Your answer should be the exact lines of the data below from the one containing "box: [0, 157, 639, 320]" through the one containing "203L252 280L630 286L531"; please include nothing else.

--- Supplied data ---

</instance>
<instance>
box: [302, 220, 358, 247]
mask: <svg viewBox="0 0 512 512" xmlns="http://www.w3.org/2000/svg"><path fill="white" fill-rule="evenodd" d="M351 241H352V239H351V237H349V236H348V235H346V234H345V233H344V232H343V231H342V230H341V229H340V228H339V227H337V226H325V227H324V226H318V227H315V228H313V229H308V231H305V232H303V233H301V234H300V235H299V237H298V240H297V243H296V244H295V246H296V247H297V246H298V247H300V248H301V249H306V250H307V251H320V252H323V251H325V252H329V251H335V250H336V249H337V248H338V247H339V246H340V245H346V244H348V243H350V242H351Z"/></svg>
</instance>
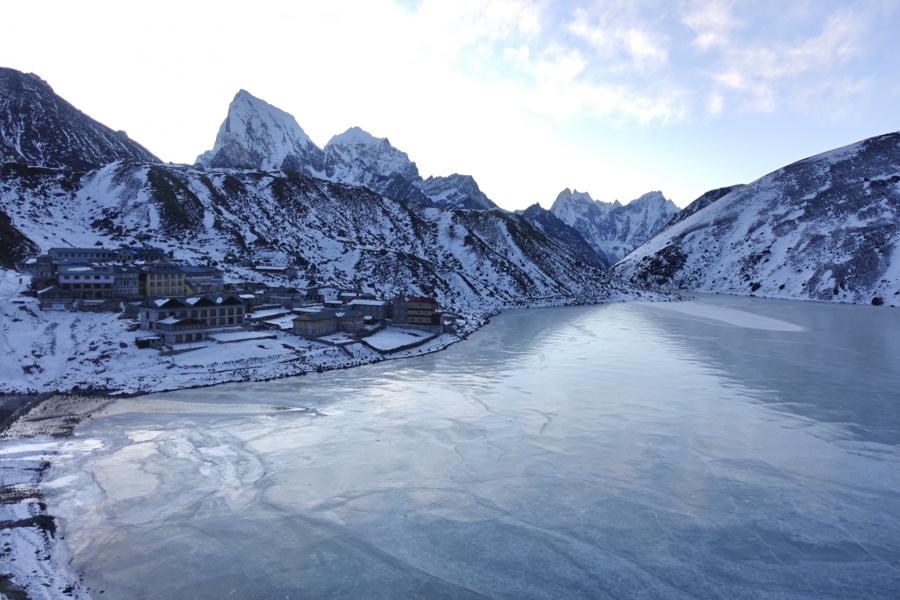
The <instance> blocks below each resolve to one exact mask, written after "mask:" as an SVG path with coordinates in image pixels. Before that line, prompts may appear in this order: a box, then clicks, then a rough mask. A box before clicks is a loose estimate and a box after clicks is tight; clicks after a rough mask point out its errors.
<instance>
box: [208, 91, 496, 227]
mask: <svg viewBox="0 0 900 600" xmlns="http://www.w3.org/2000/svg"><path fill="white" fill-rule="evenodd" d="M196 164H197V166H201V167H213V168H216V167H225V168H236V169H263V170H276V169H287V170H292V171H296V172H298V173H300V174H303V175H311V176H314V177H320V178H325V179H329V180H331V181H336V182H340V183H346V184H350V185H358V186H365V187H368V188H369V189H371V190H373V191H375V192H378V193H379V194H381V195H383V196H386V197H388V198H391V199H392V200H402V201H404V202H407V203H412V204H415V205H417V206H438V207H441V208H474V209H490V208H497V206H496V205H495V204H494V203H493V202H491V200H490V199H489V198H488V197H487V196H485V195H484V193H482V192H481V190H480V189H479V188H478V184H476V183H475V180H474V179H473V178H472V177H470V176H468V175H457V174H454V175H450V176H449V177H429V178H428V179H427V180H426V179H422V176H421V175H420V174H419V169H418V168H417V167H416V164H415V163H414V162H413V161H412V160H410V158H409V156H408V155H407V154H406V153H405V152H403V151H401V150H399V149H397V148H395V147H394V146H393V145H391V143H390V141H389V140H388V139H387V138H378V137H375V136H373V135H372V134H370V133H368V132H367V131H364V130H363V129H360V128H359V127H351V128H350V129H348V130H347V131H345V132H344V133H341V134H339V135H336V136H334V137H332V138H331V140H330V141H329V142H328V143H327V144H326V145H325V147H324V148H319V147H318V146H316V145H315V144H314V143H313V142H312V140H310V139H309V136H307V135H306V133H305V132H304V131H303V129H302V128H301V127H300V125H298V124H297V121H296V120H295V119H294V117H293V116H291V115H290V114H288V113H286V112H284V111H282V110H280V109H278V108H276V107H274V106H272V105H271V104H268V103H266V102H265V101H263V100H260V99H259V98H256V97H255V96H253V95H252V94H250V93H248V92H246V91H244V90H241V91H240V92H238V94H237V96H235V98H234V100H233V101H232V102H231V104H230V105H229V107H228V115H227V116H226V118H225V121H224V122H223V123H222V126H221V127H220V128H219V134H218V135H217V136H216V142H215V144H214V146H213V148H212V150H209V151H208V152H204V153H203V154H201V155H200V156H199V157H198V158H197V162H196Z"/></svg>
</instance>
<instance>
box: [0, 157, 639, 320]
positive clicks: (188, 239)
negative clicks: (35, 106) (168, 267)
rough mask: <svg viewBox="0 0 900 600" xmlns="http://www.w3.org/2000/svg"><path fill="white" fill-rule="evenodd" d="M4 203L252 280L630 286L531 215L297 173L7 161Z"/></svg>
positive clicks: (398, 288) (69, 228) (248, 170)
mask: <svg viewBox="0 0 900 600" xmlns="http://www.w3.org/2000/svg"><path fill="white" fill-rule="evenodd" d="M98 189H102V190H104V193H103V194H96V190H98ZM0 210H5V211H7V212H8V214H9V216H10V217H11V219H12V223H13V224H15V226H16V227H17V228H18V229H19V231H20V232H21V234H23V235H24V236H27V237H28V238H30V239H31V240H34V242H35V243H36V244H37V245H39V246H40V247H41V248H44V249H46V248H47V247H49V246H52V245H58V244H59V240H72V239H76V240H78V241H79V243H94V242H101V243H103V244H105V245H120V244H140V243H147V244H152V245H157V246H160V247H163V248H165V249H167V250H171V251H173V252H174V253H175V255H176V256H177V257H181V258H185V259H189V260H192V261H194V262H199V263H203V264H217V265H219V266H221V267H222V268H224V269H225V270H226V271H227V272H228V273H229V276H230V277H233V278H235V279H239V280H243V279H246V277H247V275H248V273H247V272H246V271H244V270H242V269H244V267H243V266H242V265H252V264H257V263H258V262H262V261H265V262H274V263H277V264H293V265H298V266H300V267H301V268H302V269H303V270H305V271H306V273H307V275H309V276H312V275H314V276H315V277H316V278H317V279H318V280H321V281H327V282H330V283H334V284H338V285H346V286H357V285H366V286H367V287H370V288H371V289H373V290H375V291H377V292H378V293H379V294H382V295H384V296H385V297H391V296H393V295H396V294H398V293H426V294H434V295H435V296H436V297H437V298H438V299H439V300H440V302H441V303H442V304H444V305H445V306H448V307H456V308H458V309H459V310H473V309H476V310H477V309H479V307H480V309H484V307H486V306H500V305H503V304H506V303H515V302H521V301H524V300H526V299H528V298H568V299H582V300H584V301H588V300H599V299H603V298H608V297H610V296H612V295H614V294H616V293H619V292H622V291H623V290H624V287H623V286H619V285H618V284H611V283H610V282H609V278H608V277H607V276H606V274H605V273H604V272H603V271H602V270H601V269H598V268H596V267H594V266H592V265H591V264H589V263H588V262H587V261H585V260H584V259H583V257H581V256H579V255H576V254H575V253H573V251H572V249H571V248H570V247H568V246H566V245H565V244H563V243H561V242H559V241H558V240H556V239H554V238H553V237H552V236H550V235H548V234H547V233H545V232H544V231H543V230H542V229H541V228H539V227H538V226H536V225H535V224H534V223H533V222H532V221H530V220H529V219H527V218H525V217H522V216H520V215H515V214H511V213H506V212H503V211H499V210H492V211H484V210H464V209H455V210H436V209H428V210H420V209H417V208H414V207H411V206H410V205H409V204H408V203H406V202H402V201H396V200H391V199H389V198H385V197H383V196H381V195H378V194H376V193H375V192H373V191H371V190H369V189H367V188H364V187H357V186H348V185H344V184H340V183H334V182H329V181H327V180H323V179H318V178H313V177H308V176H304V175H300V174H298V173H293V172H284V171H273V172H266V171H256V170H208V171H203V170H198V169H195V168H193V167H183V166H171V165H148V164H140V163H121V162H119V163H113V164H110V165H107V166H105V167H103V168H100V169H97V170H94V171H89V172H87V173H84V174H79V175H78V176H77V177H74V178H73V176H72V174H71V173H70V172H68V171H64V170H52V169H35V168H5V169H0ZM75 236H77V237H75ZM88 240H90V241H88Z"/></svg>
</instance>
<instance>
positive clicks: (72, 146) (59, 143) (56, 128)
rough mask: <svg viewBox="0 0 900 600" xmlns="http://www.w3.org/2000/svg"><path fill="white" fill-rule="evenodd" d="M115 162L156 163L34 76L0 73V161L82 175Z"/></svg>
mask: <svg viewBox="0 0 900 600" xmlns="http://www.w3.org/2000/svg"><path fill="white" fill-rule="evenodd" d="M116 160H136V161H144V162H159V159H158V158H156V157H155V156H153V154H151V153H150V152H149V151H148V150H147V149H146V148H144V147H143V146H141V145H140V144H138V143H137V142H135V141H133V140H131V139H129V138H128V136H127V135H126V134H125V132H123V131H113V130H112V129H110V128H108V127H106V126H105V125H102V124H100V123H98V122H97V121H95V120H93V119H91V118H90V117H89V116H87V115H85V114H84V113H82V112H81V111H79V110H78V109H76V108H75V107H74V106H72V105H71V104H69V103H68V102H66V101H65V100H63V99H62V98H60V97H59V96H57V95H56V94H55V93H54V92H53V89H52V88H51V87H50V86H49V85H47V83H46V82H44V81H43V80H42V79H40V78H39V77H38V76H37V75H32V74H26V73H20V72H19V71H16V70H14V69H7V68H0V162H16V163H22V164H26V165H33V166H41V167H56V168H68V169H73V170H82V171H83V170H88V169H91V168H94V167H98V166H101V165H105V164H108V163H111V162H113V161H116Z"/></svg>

---

(Exercise result):
box: [0, 157, 639, 320]
positive clicks: (188, 239)
negative clicks: (35, 106) (168, 267)
rough mask: <svg viewBox="0 0 900 600" xmlns="http://www.w3.org/2000/svg"><path fill="white" fill-rule="evenodd" d="M4 203L252 280L630 286L531 215L297 173L7 161Z"/></svg>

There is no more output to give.